▶ _JOB_
Please lay out these lines as a numbered list, dropping any blank lines and leaving the pictures out of your answer.

>> START INFORMATION SHOWN

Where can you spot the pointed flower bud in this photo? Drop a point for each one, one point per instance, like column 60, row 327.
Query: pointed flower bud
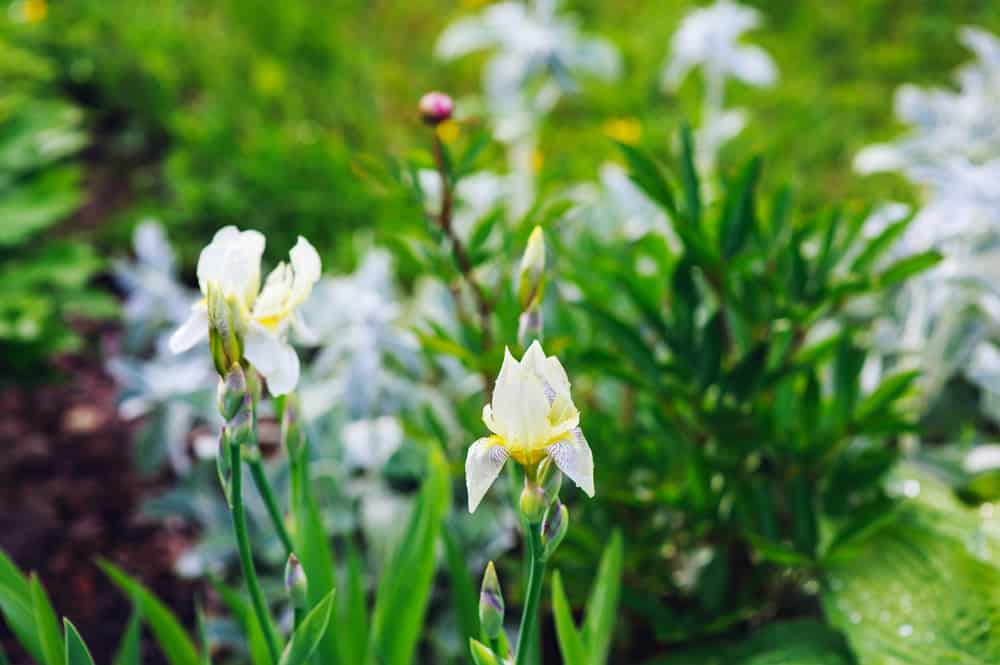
column 491, row 607
column 532, row 502
column 296, row 584
column 554, row 528
column 531, row 276
column 482, row 654
column 436, row 107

>> END INFORMATION SHOWN

▶ _TASK RESULT_
1. Where can you spot the pointed flower bud in this photo? Drop a point for each one, one point per instance, like column 60, row 327.
2. Query: pointed flower bud
3. column 491, row 607
4. column 532, row 502
5. column 296, row 584
6. column 554, row 528
7. column 531, row 276
8. column 482, row 654
9. column 436, row 107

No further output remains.